Lotto and Greipel are looking strong - may have to change my Fantasy Cycling Team before the main event starts on Tuesday!


----------



## Snarf (20 Jan 2013)

Lotto and Greipel looked like they meant business didn't they. The new helmets also gave them a harsh and focused look.


----------



## Steve H (20 Jan 2013)

Yes, Lotto's train was definitely in the best shape today. I think Sky and Green Edge would have been up for the fight, but they couldn't get a look in on this circuit. Wonder whether this form will translate to the longer stages that start on Tuesday? Not really been a fan of Greipel, but I wouldn't bet against him this week after what him and his team showed today. 

Still wanting to see Renshaw show something. He's been tweeting saying his power readings are higher than ever before, but didn't see him or his team at all today.


----------



## Snarf (20 Jan 2013)

I couldn't believe how tight the width of the road was. Do you think it was smaller than in Europe - it looked like it to me. That last corner could have been the sight of some nasty accidents if someone had gone off line.

I reckon some of the bigger teams were using the race to get some racing miles under their belt - Boassan Hagen came 5th so if he can do that without having a controlled Sky train type lead out it can only bode well for the future.

Also one of my other fantasy team riders came in the top ten - the wonderfully named Boy van Poppel.


----------



## deptfordmarmoset (20 Jan 2013)

I don't have Sky so I've only seen the finish on steephill.tv. It's that time in the season when I remember why it would have been a good idea to look at the new season's kit before the race! Those Lotto helmets, though!


----------



## derrick (20 Jan 2013)

View: http://www.youtube.com/watch?v=Q5oyGeCc1dM


----------



## montage (21 Jan 2013)

Snarf said:


> Lotto and Greipel looked like they meant business didn't they. The new helmets also gave them a harsh and focused look.


 
I thought those covers were banned??


----------



## raindog (21 Jan 2013)

I assume we'll get this live early in the morning in Europe?
I can't find any live links - if anyone has one can you post it here?
cheers


----------



## Andrew_Culture (21 Jan 2013)

Anyone know I this is on any of the Virginmedia channels? I'm on the cheapskate sacky package


----------



## raindog (21 Jan 2013)

* _To-do list_:
[1] List every distinct username that appears in a dated post heading of the cycling forum thread above.
[2] Rewrite the part of the cycling forum thread that begins at the words "## montage (21" and stops after "covers were banned??", changing "covers" to "visors".

* _Data rows_:
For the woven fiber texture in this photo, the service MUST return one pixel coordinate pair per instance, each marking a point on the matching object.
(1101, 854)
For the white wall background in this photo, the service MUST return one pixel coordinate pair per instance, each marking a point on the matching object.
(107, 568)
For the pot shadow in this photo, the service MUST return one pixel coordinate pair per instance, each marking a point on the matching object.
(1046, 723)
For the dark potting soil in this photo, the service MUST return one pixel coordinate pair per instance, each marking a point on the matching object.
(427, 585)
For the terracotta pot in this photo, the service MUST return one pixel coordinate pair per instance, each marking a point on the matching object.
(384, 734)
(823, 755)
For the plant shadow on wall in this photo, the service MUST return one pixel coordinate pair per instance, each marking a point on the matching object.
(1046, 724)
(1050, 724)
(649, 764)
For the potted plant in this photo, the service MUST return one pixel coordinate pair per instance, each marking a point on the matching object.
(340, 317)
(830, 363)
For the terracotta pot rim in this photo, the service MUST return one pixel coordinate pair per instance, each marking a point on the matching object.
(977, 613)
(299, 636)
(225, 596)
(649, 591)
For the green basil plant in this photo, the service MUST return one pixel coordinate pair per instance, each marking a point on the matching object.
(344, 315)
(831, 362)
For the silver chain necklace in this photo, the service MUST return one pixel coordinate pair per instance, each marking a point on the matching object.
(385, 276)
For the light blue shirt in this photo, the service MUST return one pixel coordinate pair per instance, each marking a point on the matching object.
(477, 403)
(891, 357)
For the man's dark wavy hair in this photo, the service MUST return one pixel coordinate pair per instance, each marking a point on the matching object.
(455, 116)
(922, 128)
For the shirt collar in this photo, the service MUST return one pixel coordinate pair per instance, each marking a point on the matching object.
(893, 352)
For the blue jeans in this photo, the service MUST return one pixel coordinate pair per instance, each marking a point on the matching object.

* _Task solutions_:
[1]
Snarf
Steve H
deptfordmarmoset
derrick
montage
raindog
Andrew_Culture

[2]
## montage (21 Jan 2013)

Snarf said:


> Lotto and Greipel looked like they meant business didn't they. The new helmets also gave them a harsh and focused look.


 
I thought those visors were banned??